**Tasks to carry out**
- 1) According to the market report, why did benchmark 10-year Australian government bond yields jump? Answer in one to three sentences.
- 2) Answer these questions from the market report:
(a) By what percentage did the S&P/ASX 200 surge, and to what level?
(b) What total gain had copper made for the week?
(c) Between which two levels did the Australian dollar bounce?

**Document passage**

[START]

Stockmarkets embrace Donald Trump vision
Global sharemarkets roared back and bond markets were sold off as investors embraced Donald Trump’s vision for the US.
Global share markets roared back to life while government bond markets were heavily sold off as investors embraced US President Donald Trump’s vision to reinvigorate the world’s biggest economy.
But analysts warned of significant risks to the outlook for growth in the Asian region that could add to the case for further interest rate cuts in Australia next year.
Australia’s benchmark S&P/ASX 200 share index surged 3.3 per cent to 5328.8 points — its biggest one-day rise in five years — amid massive gains in the technology, materials, healthcare, financials and energy sectors — adding close to $50 billion in market capitalisation.
The S&P/ASX 200 fell as much as 4.9 per cent to a four-month low of 5052.1 a day earlier as Trump’s shock US election victory became clear. At its low, the share index was 10 per cent below its August peak.
Benchmark 10-year Australian Commonwealth Government bond yields jumped 28 basis points to a six-month high of 2.5 per cent amid a similar sell-off in the US Treasury bond market due to Trump’s tax and spending plans and expectations that his trade and fiscal policies will drive up inflation.
The Australian dollar bounced from US75.80c to US76.80c as safe-haven currencies including the Japanese yen and the Swiss franc pared all of their gains after Trump’s victory speech. Spot gold dived from $US1337 an ounce to $US1270 before bouncing to $US1288. Elsewhere in Asia, Japan’s Nikkei 225 share index surged 6.7 per cent as exporters benefited from the pullback in the yen. China’s Shanghai Composite crept up 1.4 per cent.
Copper — which is regarded as a barometer for industrial production globally — was up 4 per cent in Asia, taking total gains to 12 per cent this week.
While the implied probability of an interest-rate cut by the Reserve Bank of Australia next year fell back below 30 per cent after spiking above 40 per cent the day before, economists warned that Trump’s policies added to the case for more interest rate cuts from Australia’s central bank, while also highlighting the need for fiscal repair in case greater spending is needed in the event of an economic downturn.
“While better US growth resulting from tax cuts or infrastructure spending has limited spill-over effects for the rest of the world, a US policy-induced trade shock will be negative for global growth,” JP Morgan Australia chief economist Sally Auld said.
“We think this underscores the risk that rates are likely to go lower in Australia because domestic growth needs to be stronger to provide an offset to external shocks, should they occur”.

[END]

Dataset rows on where objects appear
[START]

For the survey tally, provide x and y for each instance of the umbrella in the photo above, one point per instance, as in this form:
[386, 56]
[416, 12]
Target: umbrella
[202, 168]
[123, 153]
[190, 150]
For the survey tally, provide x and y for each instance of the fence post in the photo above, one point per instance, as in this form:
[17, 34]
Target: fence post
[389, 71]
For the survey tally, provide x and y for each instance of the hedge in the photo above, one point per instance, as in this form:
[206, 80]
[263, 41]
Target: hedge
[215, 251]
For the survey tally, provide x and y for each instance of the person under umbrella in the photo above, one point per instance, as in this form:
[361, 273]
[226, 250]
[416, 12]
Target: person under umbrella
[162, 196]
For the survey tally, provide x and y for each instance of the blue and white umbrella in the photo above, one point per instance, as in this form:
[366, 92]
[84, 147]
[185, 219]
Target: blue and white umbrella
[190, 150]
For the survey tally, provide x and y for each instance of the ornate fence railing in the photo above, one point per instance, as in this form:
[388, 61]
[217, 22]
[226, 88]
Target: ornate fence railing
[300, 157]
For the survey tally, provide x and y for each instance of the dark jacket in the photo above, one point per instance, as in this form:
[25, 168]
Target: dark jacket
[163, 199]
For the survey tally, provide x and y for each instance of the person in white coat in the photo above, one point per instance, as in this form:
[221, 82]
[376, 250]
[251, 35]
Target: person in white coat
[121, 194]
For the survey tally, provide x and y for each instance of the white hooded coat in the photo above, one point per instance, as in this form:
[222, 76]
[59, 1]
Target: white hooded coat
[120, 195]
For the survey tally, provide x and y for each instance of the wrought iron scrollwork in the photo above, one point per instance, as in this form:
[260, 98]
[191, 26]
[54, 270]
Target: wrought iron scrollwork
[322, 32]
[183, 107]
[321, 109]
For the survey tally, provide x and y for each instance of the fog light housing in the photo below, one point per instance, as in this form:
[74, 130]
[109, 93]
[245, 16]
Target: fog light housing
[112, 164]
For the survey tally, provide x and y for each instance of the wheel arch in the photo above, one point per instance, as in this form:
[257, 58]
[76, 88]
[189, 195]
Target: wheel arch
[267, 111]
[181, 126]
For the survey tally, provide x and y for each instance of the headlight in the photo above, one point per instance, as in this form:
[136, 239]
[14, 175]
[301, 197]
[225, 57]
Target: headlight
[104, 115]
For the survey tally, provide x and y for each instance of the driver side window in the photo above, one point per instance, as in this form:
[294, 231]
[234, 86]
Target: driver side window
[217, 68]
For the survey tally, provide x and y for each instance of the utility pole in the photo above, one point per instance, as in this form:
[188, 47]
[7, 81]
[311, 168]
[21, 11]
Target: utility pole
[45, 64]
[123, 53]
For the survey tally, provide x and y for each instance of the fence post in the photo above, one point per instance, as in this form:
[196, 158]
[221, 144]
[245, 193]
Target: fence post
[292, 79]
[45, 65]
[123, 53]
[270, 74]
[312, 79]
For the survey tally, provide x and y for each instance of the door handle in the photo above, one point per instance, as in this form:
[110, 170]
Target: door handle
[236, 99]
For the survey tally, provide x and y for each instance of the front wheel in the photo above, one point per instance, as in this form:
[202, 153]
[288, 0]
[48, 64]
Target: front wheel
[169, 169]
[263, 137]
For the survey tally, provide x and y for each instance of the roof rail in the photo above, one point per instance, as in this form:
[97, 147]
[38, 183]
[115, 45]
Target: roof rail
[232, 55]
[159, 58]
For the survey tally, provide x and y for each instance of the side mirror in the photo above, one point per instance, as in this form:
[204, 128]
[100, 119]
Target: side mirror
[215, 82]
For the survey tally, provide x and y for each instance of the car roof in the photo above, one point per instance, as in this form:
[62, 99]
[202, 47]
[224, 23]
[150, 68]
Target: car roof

[END]

**Solutions below**
- 1) They rose alongside a similar sell-off in US Treasury bonds. That sell-off was driven by Trump's tax and spending plans and by expectations that his trade and fiscal policies would push up inflation.

- 2)
(a) It rose 3.3 per cent to 5328.8 points.
(b) Copper's total gain for the week was 12 per cent.
(c) It bounced from US75.80c to US76.80c.